Brief → Give back every record below precisely as written.

***

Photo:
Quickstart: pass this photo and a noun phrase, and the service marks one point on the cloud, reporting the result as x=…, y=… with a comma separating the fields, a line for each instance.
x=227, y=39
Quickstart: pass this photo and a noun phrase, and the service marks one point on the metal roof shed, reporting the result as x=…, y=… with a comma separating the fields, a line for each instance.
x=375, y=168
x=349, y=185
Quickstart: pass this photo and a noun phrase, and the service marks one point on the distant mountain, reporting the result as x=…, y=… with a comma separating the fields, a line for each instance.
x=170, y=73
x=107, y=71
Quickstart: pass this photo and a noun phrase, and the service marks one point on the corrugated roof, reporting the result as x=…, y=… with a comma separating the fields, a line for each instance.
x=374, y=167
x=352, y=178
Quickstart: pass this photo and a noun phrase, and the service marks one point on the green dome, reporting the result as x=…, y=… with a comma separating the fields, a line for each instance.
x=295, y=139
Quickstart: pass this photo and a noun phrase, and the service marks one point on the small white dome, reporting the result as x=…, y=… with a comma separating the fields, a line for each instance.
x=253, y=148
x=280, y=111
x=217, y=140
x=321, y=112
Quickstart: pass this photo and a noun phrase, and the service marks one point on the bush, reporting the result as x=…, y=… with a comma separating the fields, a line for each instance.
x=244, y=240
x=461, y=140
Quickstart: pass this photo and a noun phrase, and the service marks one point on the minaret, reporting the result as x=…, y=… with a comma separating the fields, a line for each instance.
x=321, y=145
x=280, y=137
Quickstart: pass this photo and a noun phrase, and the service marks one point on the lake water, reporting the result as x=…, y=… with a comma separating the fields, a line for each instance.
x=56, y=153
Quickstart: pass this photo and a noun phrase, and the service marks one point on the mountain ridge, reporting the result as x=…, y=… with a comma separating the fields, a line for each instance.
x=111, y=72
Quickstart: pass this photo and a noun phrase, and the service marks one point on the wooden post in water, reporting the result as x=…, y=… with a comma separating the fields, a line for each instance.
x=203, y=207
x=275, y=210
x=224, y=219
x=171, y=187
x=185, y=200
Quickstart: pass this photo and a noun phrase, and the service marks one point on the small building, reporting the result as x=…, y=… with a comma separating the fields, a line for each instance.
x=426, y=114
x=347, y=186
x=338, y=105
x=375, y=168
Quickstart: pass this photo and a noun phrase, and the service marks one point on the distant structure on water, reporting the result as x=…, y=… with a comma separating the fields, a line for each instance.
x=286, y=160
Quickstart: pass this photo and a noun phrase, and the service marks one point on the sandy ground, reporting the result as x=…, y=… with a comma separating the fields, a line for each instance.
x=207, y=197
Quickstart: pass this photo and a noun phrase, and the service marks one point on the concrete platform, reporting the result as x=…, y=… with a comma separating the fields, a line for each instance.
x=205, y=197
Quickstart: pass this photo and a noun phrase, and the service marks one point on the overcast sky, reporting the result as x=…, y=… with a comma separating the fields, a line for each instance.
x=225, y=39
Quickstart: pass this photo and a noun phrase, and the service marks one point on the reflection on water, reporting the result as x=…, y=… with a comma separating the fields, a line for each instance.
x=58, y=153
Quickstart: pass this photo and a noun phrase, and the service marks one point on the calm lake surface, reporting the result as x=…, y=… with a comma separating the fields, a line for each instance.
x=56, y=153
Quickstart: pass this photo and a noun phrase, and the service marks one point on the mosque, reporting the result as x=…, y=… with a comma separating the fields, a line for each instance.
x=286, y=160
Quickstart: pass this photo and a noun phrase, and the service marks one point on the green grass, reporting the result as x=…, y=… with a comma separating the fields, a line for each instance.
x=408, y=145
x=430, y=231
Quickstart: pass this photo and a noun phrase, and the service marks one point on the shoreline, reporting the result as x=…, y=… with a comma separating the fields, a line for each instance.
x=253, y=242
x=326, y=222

***

Solution to the exercise →
Photo:
Quickstart: pass this photo and a noun phrase, and the service marks one point on the cloud, reporting the result as x=…, y=… with a comma separating the fields, a line for each instance.
x=227, y=39
Quickstart: pass this photo and a noun phrase, and the service marks one point on the metal roof shed, reporting the result as x=…, y=… with a comma separating the fields, a line for each instance.
x=375, y=168
x=349, y=185
Quickstart: pass this photo and a noun phrase, and the service marks one point on the distant mountain, reporting the result as x=…, y=… with a comma separating the fields, a line for each instance.
x=170, y=73
x=107, y=71
Quickstart: pass this photo and a noun phrase, and the service marks one point on the corrugated roof, reporting the result as x=…, y=… with a comma separating the fields, a line for each instance.
x=374, y=167
x=352, y=178
Quickstart: pass this photo and a noun phrase, and the service marks one point on the green dome, reporting the result as x=…, y=… with a comma separating the fields, a line for each instance.
x=295, y=139
Quickstart: pass this photo and a noun phrase, and the service marks one point on the small white dome, reporting the result as x=…, y=… with a comma separating the fields, a line for each instance.
x=253, y=148
x=280, y=111
x=217, y=140
x=321, y=112
Quickstart: pass this photo and a noun phrase, and the service marks one point on the bush, reporting the result as x=…, y=… with a comma separating the fields, a line for each instance.
x=244, y=240
x=461, y=140
Quickstart: pass this photo and a noun phrase, and the service marks one point on the minaret, reporting the result as x=…, y=… with a comma separating the fields, a line for each instance.
x=321, y=145
x=280, y=137
Quickstart: pass this photo and a noun phrase, and the service marks one point on the lake water, reporting the result as x=…, y=… with a comma separating the fields, a line for each instance.
x=56, y=153
Quickstart: pass this photo and a noun phrase, and the service marks one point on the mountain ridge, reporting the result as x=…, y=… with a comma separating the fields, a line for each instance.
x=111, y=72
Quickstart: pass this photo and a noun phrase, and the service marks one point on the wooden post in water, reporting the result as x=…, y=… with a comma separating the fields, a line for each instance.
x=203, y=207
x=275, y=210
x=224, y=219
x=171, y=187
x=185, y=200
Quickstart: pass this photo and a noun phrase, and the service marks one point on the small building, reporting the result as x=…, y=… with a comma separating the fields, a line for each instance.
x=426, y=114
x=347, y=186
x=338, y=105
x=375, y=168
Quickstart: pass this photo and a noun phrase, and the service marks one point on the distant structure on water, reporting the result as x=…, y=… with a comma separating the fields, a line for each instance.
x=286, y=160
Quickstart: pass this photo and a noun phrase, and the service marks one point on the sandy ground, reporting the result as x=…, y=… with a comma separating the fields, a line for each instance.
x=207, y=197
Quickstart: pass this photo and a noun phrase, and the service marks one point on the concrete platform, reporting the result as x=…, y=… with a comma separating the fields, a line for each instance.
x=205, y=197
Quickstart: pass this photo and a noun phrase, and the service marks one point on the overcast sky, reporting the result as x=…, y=… with a comma separating the fields, a line for each instance.
x=225, y=39
Quickstart: pass this photo and a noun phrase, and the service marks one point on the reflection on water, reporting the result as x=…, y=… with a comma separating the fields, a line for each instance.
x=58, y=153
Quickstart: pass this photo and a noun phrase, and the service marks one point on the calm lake surface, reporting the result as x=…, y=… with a comma separating the fields, a line for each instance.
x=56, y=153
Quickstart: pass this photo and a noun phrase, and the service marks one point on the mosque, reporting the result as x=…, y=… with a comma separating the fields, a line for each instance.
x=286, y=160
Quickstart: pass this photo and a noun phrase, and the service marks one point on the green grass, reporting the result as x=…, y=… with a comma separating the fields, a line for each instance.
x=408, y=145
x=430, y=231
Quickstart: pass this photo and a noun phrase, and the service marks one point on the shoreline, reporting the result as x=…, y=… with a comma separating the fields, a line for each instance.
x=253, y=242
x=326, y=222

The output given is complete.